毎日毎日朝早くから夜遅くまで働き詰め、終業後に理不尽なクレーム対応までしなくてはならず精神が持ちこたえられそうにありませんでした。私だけではなく同僚柔整師たちはそんな患者様のことはほぼ全員が嫌がっていました。
笑顔の仮面かぶって応対しましたが、精神は削られていく一方でした。
時間外ギリギリ来院する患者様の傾向
こんな時間外ギリギリ患者様も一定の傾向がありました。
勤務または通学の都合上でやむを得ない
仕事や通学の都合上やむを得ず時間外ギリギリなってしまうパターンが最多です。
自分も患者として病院に行くときはたまにギリギリになってしまうこともあり、これは仕方がないことでお互い様と思っています。

たいていの患者様は「いつも遅くまですみません」と声をかけていただいたり、出来るだけ早く来院出来るよう工夫もして、治ったら速やかに来院を止めていました。至極真っ当な患者様の姿です。
自分の健康についてもギリギリまで行動しない
ごく一部に限りますが、無職だったり比較的時間に融通が利くはずの立場なのになぜか毎日のように時間外ギリギリで来院してばかりの患者様がいます。

傾向としては、切羽詰まった重症だったり至急対応を要する症状ではなく、どちらかといえば「なんとなく痛い」「このへんが何か気になる」程度の主訴がほとんどです。そして施術の際にお話を聞くと、運動不足・暴飲暴食・不規則生活が定着しているケースがほとんどでした。

いつも時間外ギリギリの患者様は自分の健康についてもギリギリまで放置している傾向が多く、自分の体調が悪いのは職場が悪い・社会が悪い・治せない医者が悪いと他責志向も強めです。もちろん、柔道整復師の私に対しても「不調が改善されないのは整骨院が悪い」と断言していました。
言い訳も多く、ふだんは「毎日が日曜日」「いつもヒマで一日中テレビばかり」と話しつつ、ギリギリ来院時には「電話してたら長引いてしまって~」「さっき部屋の片付けを始めてしまって~」等々、遅れた言い訳はスラスラとお話しされます。

• _作業課題 1_
時間外ギリギリの患者に関する本文に基づき、次の問いに答えてください。
(a) 時間外ギリギリになるパターンとして最も多いものは何か。
(b) 一部の患者の主訴は、どの程度のものがほとんどとされているか。
(c) 施術の際に話を聞くと、どのような生活習慣が定着しているケースがほとんどだったか。
• _作業課題 2_
時間外ギリギリの患者に関する本文を、最後の文の後から続けて延長してください。
時間外ギリギリの患者に関する本文と、後に続く行との間に関連はありません。

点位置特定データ
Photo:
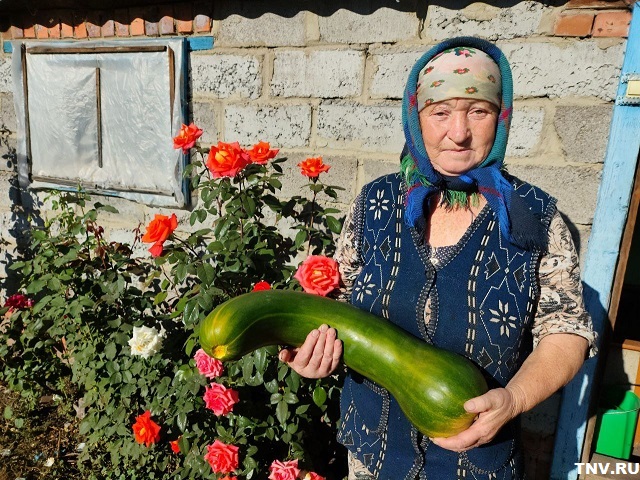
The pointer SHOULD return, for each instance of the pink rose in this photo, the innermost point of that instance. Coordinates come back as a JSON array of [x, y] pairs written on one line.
[[223, 458], [208, 366], [318, 275], [261, 285], [220, 399], [284, 470]]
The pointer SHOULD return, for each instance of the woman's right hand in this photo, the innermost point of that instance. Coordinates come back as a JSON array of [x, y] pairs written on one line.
[[318, 356]]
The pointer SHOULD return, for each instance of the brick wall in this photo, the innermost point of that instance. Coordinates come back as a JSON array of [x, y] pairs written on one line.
[[328, 81]]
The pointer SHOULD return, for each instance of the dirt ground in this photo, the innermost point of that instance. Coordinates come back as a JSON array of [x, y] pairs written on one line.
[[37, 444]]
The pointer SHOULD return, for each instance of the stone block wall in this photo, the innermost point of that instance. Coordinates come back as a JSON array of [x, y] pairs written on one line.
[[326, 79]]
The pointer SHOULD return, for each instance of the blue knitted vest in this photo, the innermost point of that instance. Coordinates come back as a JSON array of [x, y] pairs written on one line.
[[480, 302]]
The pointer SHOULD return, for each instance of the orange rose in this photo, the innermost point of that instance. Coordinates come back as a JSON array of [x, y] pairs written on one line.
[[261, 154], [318, 275], [187, 137], [160, 228], [146, 430], [175, 448], [227, 159], [313, 167], [284, 470]]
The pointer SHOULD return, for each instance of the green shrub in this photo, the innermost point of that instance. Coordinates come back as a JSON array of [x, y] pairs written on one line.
[[90, 294]]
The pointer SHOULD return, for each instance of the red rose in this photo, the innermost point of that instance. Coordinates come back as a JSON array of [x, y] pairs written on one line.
[[187, 137], [18, 301], [313, 167], [223, 458], [261, 285], [261, 153], [160, 228], [146, 430], [313, 476], [318, 274], [175, 448], [208, 366], [284, 470], [227, 159], [220, 399]]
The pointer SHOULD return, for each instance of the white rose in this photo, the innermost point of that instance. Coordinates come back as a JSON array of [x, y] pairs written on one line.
[[146, 341]]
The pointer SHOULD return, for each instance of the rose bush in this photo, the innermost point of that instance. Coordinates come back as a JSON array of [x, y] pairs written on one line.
[[119, 328], [145, 430]]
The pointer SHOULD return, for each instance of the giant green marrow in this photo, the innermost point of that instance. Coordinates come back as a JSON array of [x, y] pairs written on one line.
[[430, 384]]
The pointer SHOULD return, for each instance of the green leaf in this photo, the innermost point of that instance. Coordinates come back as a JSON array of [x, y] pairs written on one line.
[[282, 411], [290, 398], [206, 273], [260, 361], [182, 421], [301, 237], [319, 396], [334, 224], [110, 351], [160, 297]]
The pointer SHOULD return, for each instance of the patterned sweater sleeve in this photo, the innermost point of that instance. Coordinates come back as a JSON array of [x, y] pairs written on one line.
[[348, 250], [561, 305]]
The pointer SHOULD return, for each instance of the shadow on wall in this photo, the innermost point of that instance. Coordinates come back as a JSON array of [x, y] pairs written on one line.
[[25, 212], [27, 13]]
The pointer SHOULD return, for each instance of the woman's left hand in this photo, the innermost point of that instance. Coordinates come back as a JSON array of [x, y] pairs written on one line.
[[494, 409]]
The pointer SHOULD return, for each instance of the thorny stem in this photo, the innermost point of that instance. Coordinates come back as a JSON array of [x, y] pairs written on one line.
[[310, 225]]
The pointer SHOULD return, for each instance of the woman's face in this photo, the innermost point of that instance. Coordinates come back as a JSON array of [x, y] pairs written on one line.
[[458, 133]]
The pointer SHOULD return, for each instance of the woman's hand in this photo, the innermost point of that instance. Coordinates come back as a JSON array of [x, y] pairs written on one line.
[[318, 356], [495, 408]]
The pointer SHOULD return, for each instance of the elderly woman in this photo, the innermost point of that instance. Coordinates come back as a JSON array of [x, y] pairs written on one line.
[[461, 254]]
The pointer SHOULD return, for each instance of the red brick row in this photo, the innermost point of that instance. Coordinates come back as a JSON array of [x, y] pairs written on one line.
[[124, 23], [579, 23]]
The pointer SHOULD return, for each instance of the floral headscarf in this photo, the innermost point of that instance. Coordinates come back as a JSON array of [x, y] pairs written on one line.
[[516, 221]]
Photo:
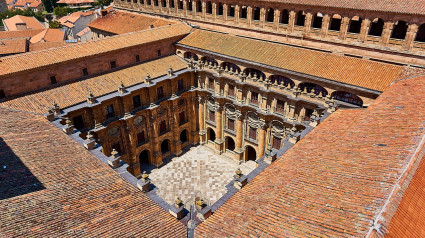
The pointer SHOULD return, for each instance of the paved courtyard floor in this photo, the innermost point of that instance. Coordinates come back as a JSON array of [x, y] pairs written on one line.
[[197, 170]]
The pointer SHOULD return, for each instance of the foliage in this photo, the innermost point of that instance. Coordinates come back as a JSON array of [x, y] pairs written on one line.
[[55, 25], [8, 14]]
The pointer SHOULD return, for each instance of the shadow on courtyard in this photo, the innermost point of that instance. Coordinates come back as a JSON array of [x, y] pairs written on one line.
[[15, 178]]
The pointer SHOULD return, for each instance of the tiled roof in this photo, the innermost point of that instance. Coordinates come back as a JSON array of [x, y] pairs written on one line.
[[50, 186], [12, 64], [31, 23], [335, 181], [359, 72], [75, 93], [13, 46], [117, 22], [19, 34], [48, 35], [398, 6]]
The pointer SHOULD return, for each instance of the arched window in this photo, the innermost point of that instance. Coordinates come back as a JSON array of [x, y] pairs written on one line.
[[284, 17], [399, 30], [270, 15], [376, 27], [282, 80], [335, 23], [300, 18], [348, 97], [317, 20], [311, 87], [420, 36], [355, 25], [256, 14]]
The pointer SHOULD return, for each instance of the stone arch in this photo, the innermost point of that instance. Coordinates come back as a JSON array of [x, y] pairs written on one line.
[[348, 98], [284, 17], [335, 24], [420, 36], [270, 15], [282, 80], [231, 67], [253, 73], [165, 146], [300, 18], [210, 134], [184, 136], [256, 14], [144, 157], [376, 27], [230, 143], [399, 30], [317, 20], [250, 153], [311, 87], [355, 25]]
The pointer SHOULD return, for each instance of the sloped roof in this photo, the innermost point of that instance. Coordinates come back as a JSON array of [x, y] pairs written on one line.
[[339, 179], [354, 71], [74, 93], [31, 60], [118, 22], [51, 186], [31, 23]]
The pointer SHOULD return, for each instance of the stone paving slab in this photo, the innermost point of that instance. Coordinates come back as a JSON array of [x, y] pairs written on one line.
[[198, 170]]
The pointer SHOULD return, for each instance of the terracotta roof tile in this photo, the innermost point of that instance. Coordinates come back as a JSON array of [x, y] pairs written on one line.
[[117, 22], [75, 93], [51, 186], [335, 181], [359, 72], [12, 64]]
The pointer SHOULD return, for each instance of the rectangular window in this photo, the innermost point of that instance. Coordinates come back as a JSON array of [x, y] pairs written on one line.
[[78, 122], [252, 133], [85, 72], [160, 92], [141, 137], [276, 143], [182, 118], [162, 127], [53, 80], [116, 146], [280, 106], [113, 64], [231, 91], [110, 111], [180, 85], [136, 101], [211, 115], [231, 124], [254, 97], [2, 94]]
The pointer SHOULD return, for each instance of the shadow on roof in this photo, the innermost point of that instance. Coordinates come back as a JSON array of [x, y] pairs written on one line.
[[15, 178]]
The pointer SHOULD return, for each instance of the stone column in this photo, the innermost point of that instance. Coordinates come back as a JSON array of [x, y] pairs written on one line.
[[386, 33], [307, 23], [410, 36], [261, 140], [325, 25], [291, 21], [344, 28], [201, 118], [364, 30]]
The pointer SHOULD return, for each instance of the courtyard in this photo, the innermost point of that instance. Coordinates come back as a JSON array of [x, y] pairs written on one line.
[[199, 171]]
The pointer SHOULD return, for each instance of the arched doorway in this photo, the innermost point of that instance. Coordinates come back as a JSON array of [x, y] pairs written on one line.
[[230, 143], [165, 146], [250, 153], [183, 136], [211, 134]]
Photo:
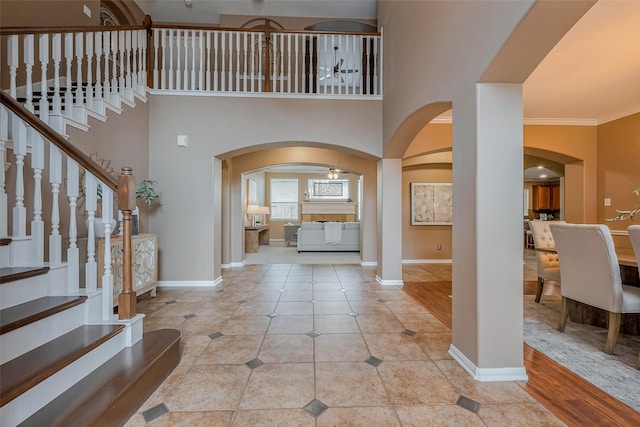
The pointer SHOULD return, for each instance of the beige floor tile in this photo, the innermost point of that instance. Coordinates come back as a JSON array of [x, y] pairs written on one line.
[[437, 416], [286, 385], [291, 324], [340, 348], [286, 349], [274, 417], [379, 323], [517, 414], [379, 416], [348, 384], [416, 383], [231, 350], [335, 324], [394, 347], [209, 388]]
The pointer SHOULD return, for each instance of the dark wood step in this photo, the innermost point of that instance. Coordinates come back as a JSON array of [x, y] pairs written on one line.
[[20, 315], [110, 395], [21, 374], [11, 274]]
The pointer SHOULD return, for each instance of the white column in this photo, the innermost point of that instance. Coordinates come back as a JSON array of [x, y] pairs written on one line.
[[487, 232], [389, 223]]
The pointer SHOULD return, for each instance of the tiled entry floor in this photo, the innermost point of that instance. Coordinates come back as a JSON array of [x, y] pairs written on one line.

• _記述回答 1_
(a) 仕事や通学の都合上、やむを得ず時間外ギリギリになってしまうパターン。
(b) 「なんとなく痛い」「このへんが何か気になる」程度のもの。
(c) 運動不足・暴飲暴食・不規則生活。

• _記述回答 2_
病状とは直接関係ない話ですが、私が朝の出勤時に時間外ギリギリ患者様の姿を駅前で何度か見かけたときのことです。その患者様はいつも遅刻しそうになり駅まで走っているか、明らかに電車を逃している姿ばかりでした。
来院もギリギリ、出勤もギリギリ、健康管理もギリギリです。

医師が考えるギリギリ患者様の傾向
時間外ギリギリ患者様については同じことを考える医師もいらっしゃるらしく、医師向けサイトでこんな記事を見つけました(以下引用です)。
格言「終業間際の来院患者には気を付けるべき」の賛否は?
朝から病院に行かなければならないことが分かっていたのに、
まだ午前中だから大丈夫、まだ昼過ぎだから大丈夫、受付終了前だからまだ大丈夫…
とずるずる引き延ばす人は、
「重症のADHD」
「自己管理が恐ろしくルーズで生活習慣病」
「踏ん切りのつかない鬱病圏」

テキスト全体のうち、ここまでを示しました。